#### MATERIAL SHOWN
══════════════════════════════

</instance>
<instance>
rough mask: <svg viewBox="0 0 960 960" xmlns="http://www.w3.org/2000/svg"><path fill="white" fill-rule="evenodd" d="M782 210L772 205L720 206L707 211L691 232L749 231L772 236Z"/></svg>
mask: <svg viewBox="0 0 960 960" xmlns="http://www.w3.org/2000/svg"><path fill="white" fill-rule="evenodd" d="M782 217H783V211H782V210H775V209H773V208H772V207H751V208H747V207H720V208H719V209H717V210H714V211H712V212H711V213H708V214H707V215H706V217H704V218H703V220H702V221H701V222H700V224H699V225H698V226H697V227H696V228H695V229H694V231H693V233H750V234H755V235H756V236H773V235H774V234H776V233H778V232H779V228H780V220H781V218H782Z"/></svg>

══════════════════════════════

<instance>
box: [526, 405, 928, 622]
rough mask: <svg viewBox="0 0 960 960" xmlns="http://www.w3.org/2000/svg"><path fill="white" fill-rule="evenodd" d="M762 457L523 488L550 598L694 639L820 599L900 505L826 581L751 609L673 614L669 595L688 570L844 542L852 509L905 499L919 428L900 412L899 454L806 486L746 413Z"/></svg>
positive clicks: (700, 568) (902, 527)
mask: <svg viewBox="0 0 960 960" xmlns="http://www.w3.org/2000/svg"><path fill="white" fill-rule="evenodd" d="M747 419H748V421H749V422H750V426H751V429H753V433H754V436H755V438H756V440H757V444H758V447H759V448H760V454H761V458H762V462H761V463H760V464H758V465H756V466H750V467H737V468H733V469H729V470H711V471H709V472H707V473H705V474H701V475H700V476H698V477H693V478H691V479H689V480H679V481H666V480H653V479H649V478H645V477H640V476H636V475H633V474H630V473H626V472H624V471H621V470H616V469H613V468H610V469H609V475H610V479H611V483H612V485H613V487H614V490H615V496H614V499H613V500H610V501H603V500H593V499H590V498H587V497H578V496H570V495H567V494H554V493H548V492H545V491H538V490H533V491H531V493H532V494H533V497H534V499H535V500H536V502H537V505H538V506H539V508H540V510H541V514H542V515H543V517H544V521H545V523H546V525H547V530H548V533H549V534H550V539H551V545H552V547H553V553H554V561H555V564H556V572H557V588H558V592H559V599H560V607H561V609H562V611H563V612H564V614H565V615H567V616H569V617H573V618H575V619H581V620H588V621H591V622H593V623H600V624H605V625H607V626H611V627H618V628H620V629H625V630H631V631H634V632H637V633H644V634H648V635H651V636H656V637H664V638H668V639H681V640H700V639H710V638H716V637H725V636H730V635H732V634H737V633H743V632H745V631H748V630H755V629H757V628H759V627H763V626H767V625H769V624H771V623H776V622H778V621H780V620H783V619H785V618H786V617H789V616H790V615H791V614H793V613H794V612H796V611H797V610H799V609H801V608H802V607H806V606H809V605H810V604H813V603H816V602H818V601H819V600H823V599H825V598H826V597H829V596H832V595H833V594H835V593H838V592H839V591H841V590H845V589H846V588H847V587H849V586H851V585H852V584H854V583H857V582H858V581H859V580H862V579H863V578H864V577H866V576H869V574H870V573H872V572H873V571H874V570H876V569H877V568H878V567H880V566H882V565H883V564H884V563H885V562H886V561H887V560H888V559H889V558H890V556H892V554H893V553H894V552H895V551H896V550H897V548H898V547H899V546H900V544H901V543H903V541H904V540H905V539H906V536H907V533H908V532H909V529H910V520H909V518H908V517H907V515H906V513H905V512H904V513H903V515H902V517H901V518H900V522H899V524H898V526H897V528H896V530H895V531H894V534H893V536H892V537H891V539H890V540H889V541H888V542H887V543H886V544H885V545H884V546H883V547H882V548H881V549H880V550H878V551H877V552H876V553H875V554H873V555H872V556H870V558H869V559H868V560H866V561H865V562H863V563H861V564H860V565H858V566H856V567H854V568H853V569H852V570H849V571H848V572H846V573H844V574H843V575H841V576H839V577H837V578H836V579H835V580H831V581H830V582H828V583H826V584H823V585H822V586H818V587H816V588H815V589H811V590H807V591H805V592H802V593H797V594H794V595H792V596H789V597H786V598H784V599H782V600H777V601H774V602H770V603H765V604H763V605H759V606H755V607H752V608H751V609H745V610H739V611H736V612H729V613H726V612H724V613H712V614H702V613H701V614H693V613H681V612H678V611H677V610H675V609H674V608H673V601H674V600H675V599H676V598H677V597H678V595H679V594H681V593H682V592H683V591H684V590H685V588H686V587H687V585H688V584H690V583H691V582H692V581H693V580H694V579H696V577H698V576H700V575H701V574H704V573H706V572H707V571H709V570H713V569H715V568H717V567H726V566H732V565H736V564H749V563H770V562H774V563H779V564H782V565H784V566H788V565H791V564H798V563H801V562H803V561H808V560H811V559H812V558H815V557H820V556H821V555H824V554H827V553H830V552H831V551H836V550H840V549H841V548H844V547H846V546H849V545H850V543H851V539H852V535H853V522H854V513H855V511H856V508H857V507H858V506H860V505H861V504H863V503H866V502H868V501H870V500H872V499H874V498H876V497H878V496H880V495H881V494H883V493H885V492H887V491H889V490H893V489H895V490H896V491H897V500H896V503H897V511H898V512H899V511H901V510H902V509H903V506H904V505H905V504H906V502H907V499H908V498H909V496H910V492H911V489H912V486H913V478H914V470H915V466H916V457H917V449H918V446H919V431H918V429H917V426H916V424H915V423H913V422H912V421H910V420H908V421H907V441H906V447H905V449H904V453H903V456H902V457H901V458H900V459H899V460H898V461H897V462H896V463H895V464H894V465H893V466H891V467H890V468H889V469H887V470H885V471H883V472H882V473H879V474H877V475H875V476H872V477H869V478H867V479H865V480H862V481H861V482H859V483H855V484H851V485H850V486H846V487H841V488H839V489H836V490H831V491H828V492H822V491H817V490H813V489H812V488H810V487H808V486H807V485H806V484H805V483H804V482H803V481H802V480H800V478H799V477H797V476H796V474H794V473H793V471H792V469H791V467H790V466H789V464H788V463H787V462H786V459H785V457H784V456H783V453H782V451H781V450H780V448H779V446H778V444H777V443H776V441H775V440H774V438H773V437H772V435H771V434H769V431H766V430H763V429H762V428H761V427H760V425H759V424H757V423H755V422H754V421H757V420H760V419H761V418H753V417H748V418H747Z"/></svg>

══════════════════════════════

#### HOW TO COMPLETE THIS TASK
Would you retype the lines above from the one with "box: [526, 405, 928, 622]" down to the one with "457L523 488L550 598L694", word for word, both ends included and no other lines?

#### RESPONSE BELOW
box: [526, 405, 928, 622]
rough mask: <svg viewBox="0 0 960 960" xmlns="http://www.w3.org/2000/svg"><path fill="white" fill-rule="evenodd" d="M762 457L523 488L550 598L694 639L820 599L900 505L826 581L751 609L673 614L669 595L688 570L844 542L852 509L905 499L919 428L900 412L899 454L806 486L746 413Z"/></svg>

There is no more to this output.